**What is needed**. Only the pictures are to be left out, and the rest of the entries should be reproduced exactly.

**Data shown**.
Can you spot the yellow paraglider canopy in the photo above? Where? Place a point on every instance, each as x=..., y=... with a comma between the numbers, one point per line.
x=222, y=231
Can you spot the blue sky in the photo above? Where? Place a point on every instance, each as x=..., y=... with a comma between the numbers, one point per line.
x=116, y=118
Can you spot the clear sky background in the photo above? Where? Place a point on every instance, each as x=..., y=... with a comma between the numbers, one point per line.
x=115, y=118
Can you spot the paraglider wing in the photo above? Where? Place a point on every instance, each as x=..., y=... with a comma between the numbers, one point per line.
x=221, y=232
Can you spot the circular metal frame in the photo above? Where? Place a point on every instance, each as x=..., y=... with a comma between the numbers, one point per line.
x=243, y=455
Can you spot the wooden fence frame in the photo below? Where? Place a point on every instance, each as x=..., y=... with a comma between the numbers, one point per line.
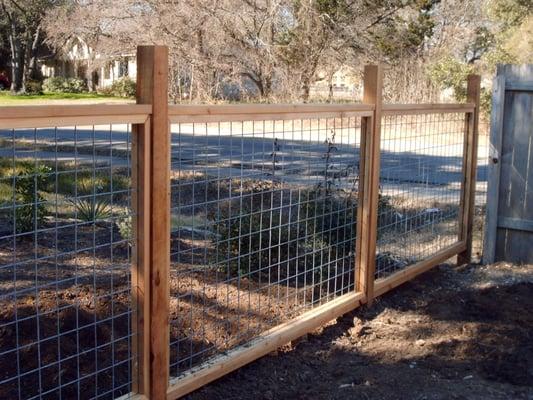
x=151, y=117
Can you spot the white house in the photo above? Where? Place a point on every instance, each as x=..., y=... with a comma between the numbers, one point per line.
x=79, y=60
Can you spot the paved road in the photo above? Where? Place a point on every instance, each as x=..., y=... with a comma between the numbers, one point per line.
x=288, y=157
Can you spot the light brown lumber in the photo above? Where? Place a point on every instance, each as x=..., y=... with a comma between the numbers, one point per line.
x=470, y=160
x=265, y=109
x=435, y=108
x=140, y=274
x=152, y=87
x=226, y=117
x=73, y=110
x=367, y=233
x=386, y=284
x=52, y=122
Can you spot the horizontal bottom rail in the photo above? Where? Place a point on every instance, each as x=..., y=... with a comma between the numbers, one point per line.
x=384, y=285
x=264, y=344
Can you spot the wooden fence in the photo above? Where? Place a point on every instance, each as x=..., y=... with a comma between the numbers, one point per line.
x=509, y=225
x=152, y=202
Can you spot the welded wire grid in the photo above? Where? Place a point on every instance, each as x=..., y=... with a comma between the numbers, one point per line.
x=263, y=227
x=65, y=252
x=420, y=188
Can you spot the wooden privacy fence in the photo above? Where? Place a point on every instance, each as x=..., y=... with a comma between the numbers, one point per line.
x=150, y=249
x=509, y=227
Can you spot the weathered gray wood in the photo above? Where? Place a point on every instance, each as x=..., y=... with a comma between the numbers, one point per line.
x=496, y=128
x=508, y=234
x=519, y=86
x=516, y=224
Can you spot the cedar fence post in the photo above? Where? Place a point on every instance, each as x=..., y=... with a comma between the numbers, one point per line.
x=153, y=227
x=369, y=193
x=470, y=165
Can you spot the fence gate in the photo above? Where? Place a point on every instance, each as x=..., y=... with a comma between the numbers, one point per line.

**Expected answer**.
Can you spot the yellow paraglider canopy in the photo above? Where? Place a point on every instance, each as x=..., y=... with a comma between the numbers, one point per line.
x=222, y=231
Can you spot the blue sky in the photo above? Where? Place a point on every instance, each as x=..., y=... with a comma between the numbers, one point per line.
x=116, y=118
Can you spot the clear sky background in the photo above? Where? Place a point on every instance, each as x=..., y=... with a comma between the numbers, one point per line.
x=115, y=118
Can you spot the paraglider wing in the photo above? Where? Place a point on every instance, each as x=..., y=... with a comma between the numbers, one point per line.
x=221, y=232
Can you spot the circular metal frame in the photo above? Where? Place a point on every instance, each as x=..., y=... with a comma between the numbers, one point per line.
x=243, y=455
Can you spot the wooden fence frame in the photo below? Where? Place a point on every instance, each as x=..., y=... with a comma between the numbers, one point per line.
x=151, y=117
Can you spot the white house in the photo above? Where? Place a point on every instance, each as x=..., y=... with a comma between the numbers, one point per line.
x=79, y=60
Can you spot the paved road in the photo above? Where? Place a point on every instance, each as x=..., y=... with a comma between the numbers, one point per line.
x=288, y=157
Can you spot the light brown lumber in the photo above? Where? Place a point on every instance, each as x=..., y=... with a comma between the numbers, one point per line.
x=470, y=160
x=265, y=109
x=435, y=108
x=140, y=274
x=152, y=87
x=226, y=117
x=73, y=110
x=367, y=233
x=386, y=284
x=52, y=122
Can you spot the horizontal bottom rail in the photo above? Where? Place a point on every instance, each as x=..., y=... with a comma between the numbers, one point per line.
x=384, y=285
x=264, y=344
Can you spot the wooden fence in the photo above? Where? Place a point on every instance, each as x=..., y=... with a comma between the numbers, one point per line.
x=509, y=225
x=152, y=202
Can you spot the welded wire grid in the photo above? Where? Place a point on every instance, each as x=..., y=... with a comma between the numbers, one point per line.
x=263, y=227
x=65, y=252
x=420, y=188
Can you spot the wooden privacy fence in the photo above? Where? Place a point on every instance, each as x=..., y=... with a comma between the numbers, one point per line.
x=150, y=249
x=509, y=227
Can you spot the weathered gray wood in the photo above? Where? Place a point on every instance, each as x=..., y=... with a comma between the numbers, one point per line.
x=496, y=128
x=508, y=234
x=519, y=86
x=516, y=224
Can you spot the cedar fence post in the photo above? Where? Place a point on every instance, each as x=..., y=... with a comma between the numbers, one point per line.
x=153, y=227
x=369, y=193
x=470, y=165
Can you spot the fence gate in the photo above? Where? Place a point on every instance, each as x=..., y=... with a comma between the numbers, one point per line.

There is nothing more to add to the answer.